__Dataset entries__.
###

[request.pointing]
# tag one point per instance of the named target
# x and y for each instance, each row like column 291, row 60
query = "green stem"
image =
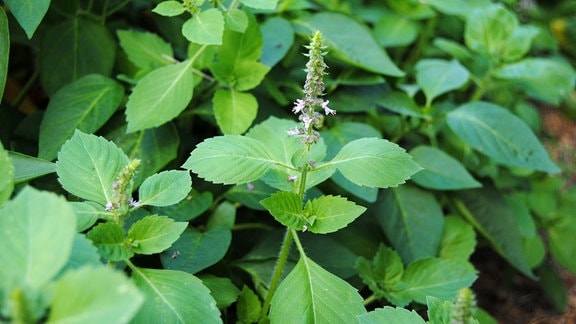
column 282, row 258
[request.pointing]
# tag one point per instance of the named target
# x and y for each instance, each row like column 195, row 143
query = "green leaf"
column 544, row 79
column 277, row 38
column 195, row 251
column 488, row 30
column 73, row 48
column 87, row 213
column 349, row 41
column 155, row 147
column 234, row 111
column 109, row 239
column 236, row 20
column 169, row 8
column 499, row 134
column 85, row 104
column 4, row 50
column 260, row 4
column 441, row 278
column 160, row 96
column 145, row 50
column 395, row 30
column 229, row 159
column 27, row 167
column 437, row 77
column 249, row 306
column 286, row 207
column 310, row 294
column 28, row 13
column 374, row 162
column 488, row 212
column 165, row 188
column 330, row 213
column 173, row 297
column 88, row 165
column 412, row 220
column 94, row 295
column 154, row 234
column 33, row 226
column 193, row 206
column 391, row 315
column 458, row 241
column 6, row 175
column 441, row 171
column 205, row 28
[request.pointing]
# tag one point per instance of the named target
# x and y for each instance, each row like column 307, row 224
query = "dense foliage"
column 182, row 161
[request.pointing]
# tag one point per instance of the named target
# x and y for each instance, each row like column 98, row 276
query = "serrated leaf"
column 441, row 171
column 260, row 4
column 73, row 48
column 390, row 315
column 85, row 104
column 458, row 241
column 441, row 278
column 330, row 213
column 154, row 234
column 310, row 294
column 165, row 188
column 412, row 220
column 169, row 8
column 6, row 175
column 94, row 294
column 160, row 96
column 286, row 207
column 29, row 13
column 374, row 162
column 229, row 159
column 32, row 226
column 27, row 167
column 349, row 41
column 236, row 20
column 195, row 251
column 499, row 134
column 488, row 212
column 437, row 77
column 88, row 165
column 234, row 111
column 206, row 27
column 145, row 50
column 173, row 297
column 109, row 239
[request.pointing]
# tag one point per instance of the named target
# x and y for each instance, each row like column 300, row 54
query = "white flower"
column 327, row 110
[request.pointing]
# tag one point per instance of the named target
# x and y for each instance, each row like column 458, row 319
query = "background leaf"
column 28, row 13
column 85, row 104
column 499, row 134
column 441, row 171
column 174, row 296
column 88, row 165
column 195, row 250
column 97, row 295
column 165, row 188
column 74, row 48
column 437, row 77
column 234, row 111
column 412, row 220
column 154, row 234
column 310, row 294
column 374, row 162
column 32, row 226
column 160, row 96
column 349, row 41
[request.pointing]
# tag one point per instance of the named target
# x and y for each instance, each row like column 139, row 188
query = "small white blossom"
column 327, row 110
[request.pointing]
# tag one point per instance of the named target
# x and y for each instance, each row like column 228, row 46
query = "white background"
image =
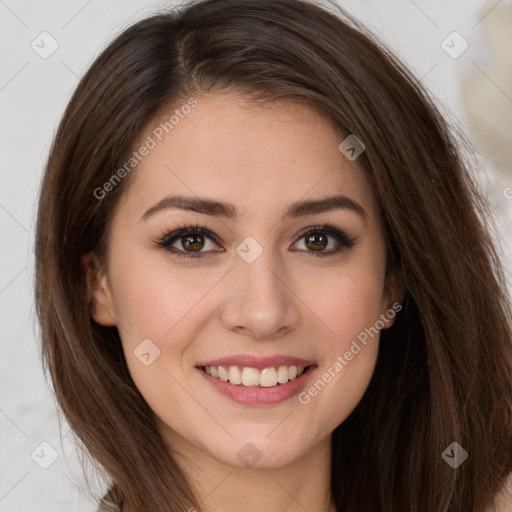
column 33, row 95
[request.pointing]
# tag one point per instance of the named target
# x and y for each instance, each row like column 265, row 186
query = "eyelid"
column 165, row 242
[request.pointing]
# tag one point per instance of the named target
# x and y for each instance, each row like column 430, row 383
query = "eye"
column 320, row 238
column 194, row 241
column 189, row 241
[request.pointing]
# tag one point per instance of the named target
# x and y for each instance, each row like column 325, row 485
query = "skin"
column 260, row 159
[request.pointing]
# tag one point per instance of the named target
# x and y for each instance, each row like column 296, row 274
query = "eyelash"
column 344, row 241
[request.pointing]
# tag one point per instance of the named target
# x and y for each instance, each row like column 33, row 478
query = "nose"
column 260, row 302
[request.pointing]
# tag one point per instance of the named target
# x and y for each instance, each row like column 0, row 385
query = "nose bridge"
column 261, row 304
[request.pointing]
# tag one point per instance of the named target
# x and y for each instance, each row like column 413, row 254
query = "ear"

###

__Brief__.
With the pictures removed, copy the data above word for word.

__Result of the exercise__.
[request.pointing]
# tag one point per instance of the named target
# x and y for each instance, each row like column 291, row 60
query = "green stem"
image =
column 282, row 258
[request.pointing]
# tag one point per instance of the named target
# x and y for each instance, each row like column 195, row 143
query = "green leaf"
column 544, row 79
column 277, row 38
column 195, row 251
column 488, row 30
column 73, row 48
column 87, row 213
column 349, row 41
column 155, row 147
column 234, row 111
column 109, row 239
column 236, row 20
column 169, row 8
column 499, row 134
column 85, row 104
column 4, row 50
column 260, row 4
column 441, row 278
column 160, row 96
column 145, row 50
column 395, row 30
column 229, row 159
column 27, row 167
column 437, row 77
column 249, row 306
column 286, row 207
column 310, row 294
column 28, row 13
column 374, row 162
column 488, row 212
column 165, row 188
column 330, row 213
column 173, row 297
column 88, row 165
column 412, row 220
column 94, row 295
column 154, row 234
column 33, row 226
column 193, row 206
column 391, row 315
column 458, row 241
column 6, row 175
column 441, row 171
column 205, row 28
[request.pointing]
# tag one point per instance of the named target
# x and y for each instance, each row like column 307, row 224
query = "dense foliage"
column 182, row 161
[request.pointing]
# tag one point per instance of the named target
# x and y for each instance, each row like column 98, row 276
query = "serrated leaf"
column 441, row 171
column 260, row 4
column 73, row 48
column 390, row 315
column 85, row 104
column 458, row 241
column 441, row 278
column 330, row 213
column 154, row 234
column 310, row 294
column 165, row 188
column 412, row 220
column 169, row 8
column 6, row 175
column 94, row 294
column 160, row 96
column 286, row 207
column 29, row 13
column 374, row 162
column 229, row 159
column 32, row 226
column 27, row 167
column 349, row 41
column 236, row 20
column 195, row 251
column 499, row 134
column 488, row 212
column 437, row 77
column 88, row 165
column 234, row 111
column 206, row 27
column 145, row 50
column 173, row 297
column 109, row 239
[request.pointing]
# tag one point per instance of the named target
# x and y for each instance, each row like column 300, row 54
query = "white flower"
column 327, row 110
[request.pointing]
# tag one point per instance of the named target
# x and y for each instance, each row like column 458, row 319
query = "background leaf"
column 28, row 13
column 85, row 104
column 499, row 134
column 441, row 171
column 174, row 296
column 88, row 165
column 195, row 250
column 97, row 295
column 165, row 188
column 74, row 48
column 437, row 77
column 234, row 111
column 412, row 220
column 154, row 234
column 310, row 294
column 374, row 162
column 32, row 226
column 160, row 96
column 349, row 41
[request.pointing]
# tag one point per instance of the named target
# x and y for each instance, each row like column 139, row 188
query = "small white blossom"
column 327, row 110
[request.pointing]
# tag one point per instance of the named target
# x and y for each instance, each row like column 228, row 46
query = "white background"
image =
column 33, row 95
[request.pointing]
# tag one point per instance of the named target
# x and y for each instance, each row like column 265, row 186
query = "eyelid"
column 165, row 242
[request.pointing]
# tag one point per instance of the named target
# x and y for each instance, each row like column 430, row 383
query = "eye"
column 320, row 238
column 194, row 241
column 189, row 241
[request.pointing]
# tag one point per instance of the named target
# x and y for each instance, each row like column 325, row 485
query = "skin"
column 260, row 159
[request.pointing]
# tag one point per instance of the named target
# x and y for each instance, each row like column 296, row 274
query = "eyelash"
column 344, row 241
[request.pointing]
# tag one point per instance of the named target
# x and y for each instance, each row like column 33, row 478
query = "nose"
column 260, row 302
[request.pointing]
# tag one point per instance of the named target
# x and y for each instance, each row like column 0, row 385
query = "nose bridge"
column 261, row 304
[request.pointing]
# tag one point per instance of the named target
# x and y for each instance, each row like column 413, row 254
query = "ear"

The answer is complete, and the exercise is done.